Short exercise A: Copy out the listing word for word, from the line that contains "Each instance of the background" through the last line of the listing.

Provided passage:
Please look into an adjustable heater for him.He will be less prone to things like ich with the temp up higher.


----------



## Bettafan (Sep 14, 2011)

yeah... i wanted to buy some live feed because he does not seem to like the pellets... neither of the 2 i have... but i read that this could make him prone to bloat and or parasites that the live food may have and that it is not as nutritious... he likes one a little more than the other but he does not seem to like it to much he plays around with it before actuatly swallows it... so i might make them as treats for him... yeah i have to save up money .. the heater is automatic and will turn on when temp is below 1 degree below 78..... he is a baby(i think) i got him of petsmart because he was small so i could see him grow into the large hm tail... so its hard to feed him... 
this is tsuki(moon) flared up hahah


----------



## majerah1 (Oct 29, 2010)

Hes a cute little fellow!Does look young and may not have been properly weaned.If you hatch BBS,They are good for 24 hours.Only hatch a little for him.Frozen is good for him,and highly nutritious.

However,no one type of food is complete on its own regardless what packaging says.For a complete diet,he needs a variety.

Also,I think possibly he is having troubles eating the pellets.Soak them for about five minutes in some of his tank water then feed and see if he takes them better that way.


----------



## Bettafan (Sep 14, 2011)

Data shown:
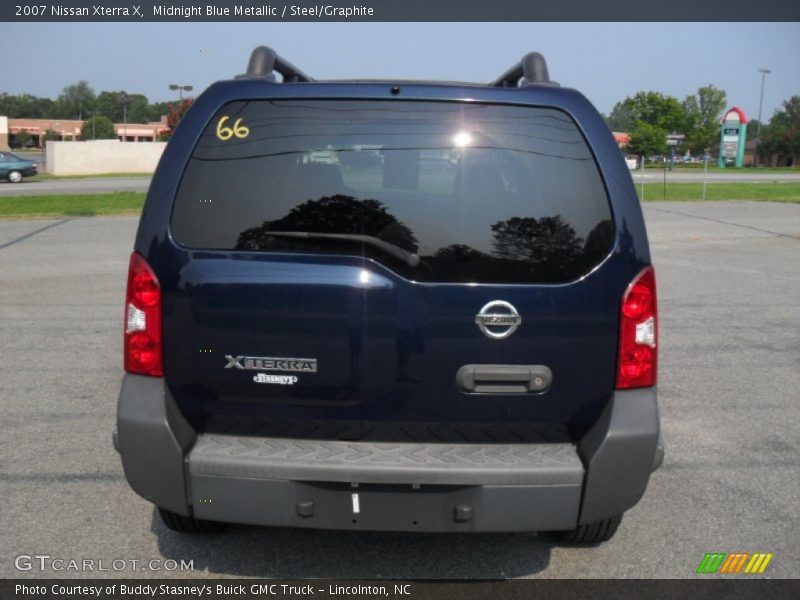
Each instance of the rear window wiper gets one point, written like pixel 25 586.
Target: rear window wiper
pixel 411 259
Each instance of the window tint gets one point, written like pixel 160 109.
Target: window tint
pixel 480 193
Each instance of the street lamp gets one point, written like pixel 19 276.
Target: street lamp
pixel 180 87
pixel 124 98
pixel 764 73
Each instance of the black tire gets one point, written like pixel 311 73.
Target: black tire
pixel 183 524
pixel 593 533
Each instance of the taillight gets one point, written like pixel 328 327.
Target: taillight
pixel 638 333
pixel 143 352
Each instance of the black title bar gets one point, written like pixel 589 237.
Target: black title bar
pixel 396 10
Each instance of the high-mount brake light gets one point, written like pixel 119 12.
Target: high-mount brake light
pixel 143 349
pixel 637 359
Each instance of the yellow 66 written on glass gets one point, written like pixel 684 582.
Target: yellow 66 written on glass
pixel 225 133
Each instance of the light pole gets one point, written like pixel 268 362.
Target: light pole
pixel 123 97
pixel 180 87
pixel 764 73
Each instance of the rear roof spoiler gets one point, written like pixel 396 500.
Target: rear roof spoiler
pixel 265 62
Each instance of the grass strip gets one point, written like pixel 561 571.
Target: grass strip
pixel 71 205
pixel 767 191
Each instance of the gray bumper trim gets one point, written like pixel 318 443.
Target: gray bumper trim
pixel 153 439
pixel 265 481
pixel 370 462
pixel 386 507
pixel 620 452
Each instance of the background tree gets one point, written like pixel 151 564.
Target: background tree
pixel 653 108
pixel 23 139
pixel 175 114
pixel 647 140
pixel 50 135
pixel 98 127
pixel 782 135
pixel 76 100
pixel 702 113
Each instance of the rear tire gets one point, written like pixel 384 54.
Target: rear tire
pixel 184 524
pixel 592 533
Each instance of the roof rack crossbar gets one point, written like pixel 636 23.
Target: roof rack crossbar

Short exercise B: Write the next part of the forum thread about feeding the betta, beginning after its last line.

Exercise output A:
Each instance of the background tree gets one point, written like pixel 151 564.
Target: background tree
pixel 653 108
pixel 23 139
pixel 175 114
pixel 647 140
pixel 50 135
pixel 98 127
pixel 782 135
pixel 76 100
pixel 702 113
Each instance of the rear tire gets one point, written like pixel 384 54.
Target: rear tire
pixel 184 524
pixel 592 533
Each instance of the roof rack crossbar gets one point, written like pixel 636 23.
Target: roof rack crossbar

Exercise output B:
yeah even soaked he does not eat them he plays around with them of will look and swi away.. yeah i get the tiny ones and soak them for 3 min or so so they are soft and them put them in one by one so i know he eats... but i will buy some frozen and some smaller pellets that may fit his tiny mouth... im happy that he finnaly ate 2 whole pellets...*O3
yeah space is an issue in school dorms lol so i might not hatch anything might buy some frozen brine shrimp to feed him every so often allong with pellets


----------



## majerah1 (Oct 29, 2010)

Buy frozen bloodworms,he will like that alot more.Try to get the Hikari brand,but San Fransisco brand is ok.I think OSI makes some too,but the reason I suggest the Hikari brand is the add vitamins to theirs,and my fish have always loved them the best.


----------



## Bettafan (Sep 14, 2011)

thank you so much for your help i will look into it... i hope this little guys gets to grown into a big hansome hm betta beacause even flred he does not look to impressive... but i think it has to do with his age i really hope he gros nd so do his fins


----------



## majerah1 (Oct 29, 2010)

Halfmoon has to do with his tail spread.You can count the rays to see if he has it in him,but you need to exercise him in order for him to reach his full 180* spread.

This is done by causing him to flare daily,but not for too long.Just a few minutes will do good.Too much and he will rip his fins so only a few minutes.

Feed him well and exercise him and I bet he will be a great looking adult.


----------



## Bettafan (Sep 14, 2011)

how many rays should he have... wow i did not know that it needed to be exercised... and how long a min or 2 is good after he begins to eat regularly... right?


----------



## majerah1 (Oct 29, 2010)

Three at least,but most look for four.

Here is a small guide to how to count them.Bettafanism: Betta Ray Counting Guide

Exercise him for about five minutes a day.Just place a mirror up to him for a bit and let him flare.It will stretch his fins.Too much and they will stretch and rip.That will help him reach the 180 degree spread.


----------



## Bettafan (Sep 14, 2011)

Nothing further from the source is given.